• _DESCRIPTION OF THE TASK_
Rewrite the data from the start through the line containing "List every instance of the saucepan rim here.", replacing "segmentation" with "outline" and leaving everything else unchanged.

• _GIVEN DATA_
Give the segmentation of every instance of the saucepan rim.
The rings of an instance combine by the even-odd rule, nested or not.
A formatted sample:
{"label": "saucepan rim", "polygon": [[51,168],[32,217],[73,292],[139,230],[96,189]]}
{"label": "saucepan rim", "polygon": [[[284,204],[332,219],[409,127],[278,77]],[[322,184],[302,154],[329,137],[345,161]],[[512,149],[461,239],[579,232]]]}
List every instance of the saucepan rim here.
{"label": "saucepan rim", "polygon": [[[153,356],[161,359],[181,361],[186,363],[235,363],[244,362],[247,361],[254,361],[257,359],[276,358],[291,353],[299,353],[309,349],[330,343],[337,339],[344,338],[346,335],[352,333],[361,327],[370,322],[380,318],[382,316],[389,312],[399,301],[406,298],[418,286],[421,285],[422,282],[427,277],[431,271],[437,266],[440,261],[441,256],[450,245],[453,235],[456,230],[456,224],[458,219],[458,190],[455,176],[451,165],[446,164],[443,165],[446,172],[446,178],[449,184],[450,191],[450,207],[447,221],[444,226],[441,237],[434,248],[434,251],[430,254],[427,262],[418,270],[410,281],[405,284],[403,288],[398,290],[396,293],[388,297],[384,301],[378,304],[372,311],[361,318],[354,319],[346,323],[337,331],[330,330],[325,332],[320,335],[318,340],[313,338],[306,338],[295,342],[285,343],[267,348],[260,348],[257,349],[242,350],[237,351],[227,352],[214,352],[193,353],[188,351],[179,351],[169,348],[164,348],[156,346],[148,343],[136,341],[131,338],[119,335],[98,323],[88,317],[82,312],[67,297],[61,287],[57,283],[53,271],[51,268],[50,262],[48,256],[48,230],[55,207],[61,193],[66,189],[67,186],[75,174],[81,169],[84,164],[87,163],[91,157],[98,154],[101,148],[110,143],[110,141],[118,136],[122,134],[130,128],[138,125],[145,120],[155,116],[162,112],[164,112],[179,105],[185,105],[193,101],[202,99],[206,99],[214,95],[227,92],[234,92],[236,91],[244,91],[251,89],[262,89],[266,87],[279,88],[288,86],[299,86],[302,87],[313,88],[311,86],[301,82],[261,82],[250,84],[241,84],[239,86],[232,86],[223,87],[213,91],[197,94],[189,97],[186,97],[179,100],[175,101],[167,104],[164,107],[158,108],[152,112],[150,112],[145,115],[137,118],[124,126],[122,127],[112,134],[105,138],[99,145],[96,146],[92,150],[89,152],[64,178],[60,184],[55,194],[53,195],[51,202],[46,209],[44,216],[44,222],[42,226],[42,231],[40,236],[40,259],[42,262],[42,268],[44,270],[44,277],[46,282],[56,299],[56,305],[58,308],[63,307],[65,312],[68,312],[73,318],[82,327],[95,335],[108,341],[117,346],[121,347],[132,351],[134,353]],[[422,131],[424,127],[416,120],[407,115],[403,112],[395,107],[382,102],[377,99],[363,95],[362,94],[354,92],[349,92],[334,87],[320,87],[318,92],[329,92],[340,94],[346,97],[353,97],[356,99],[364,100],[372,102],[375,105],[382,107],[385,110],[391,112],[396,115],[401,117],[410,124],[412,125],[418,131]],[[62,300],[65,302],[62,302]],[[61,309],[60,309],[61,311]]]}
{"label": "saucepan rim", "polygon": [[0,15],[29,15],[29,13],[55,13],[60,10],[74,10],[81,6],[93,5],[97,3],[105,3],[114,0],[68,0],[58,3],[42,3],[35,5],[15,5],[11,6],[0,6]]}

• _SOLVED PROBLEM_
Give the outline of every instance of the saucepan rim.
The rings of an instance combine by the even-odd rule, nested or not.
A formatted sample:
{"label": "saucepan rim", "polygon": [[51,168],[32,217],[73,292],[139,230],[96,189]]}
{"label": "saucepan rim", "polygon": [[[284,204],[332,219],[409,127],[278,77]],[[322,184],[302,154],[329,137],[345,161]],[[512,149],[461,239],[579,232]]]}
List every instance of the saucepan rim here.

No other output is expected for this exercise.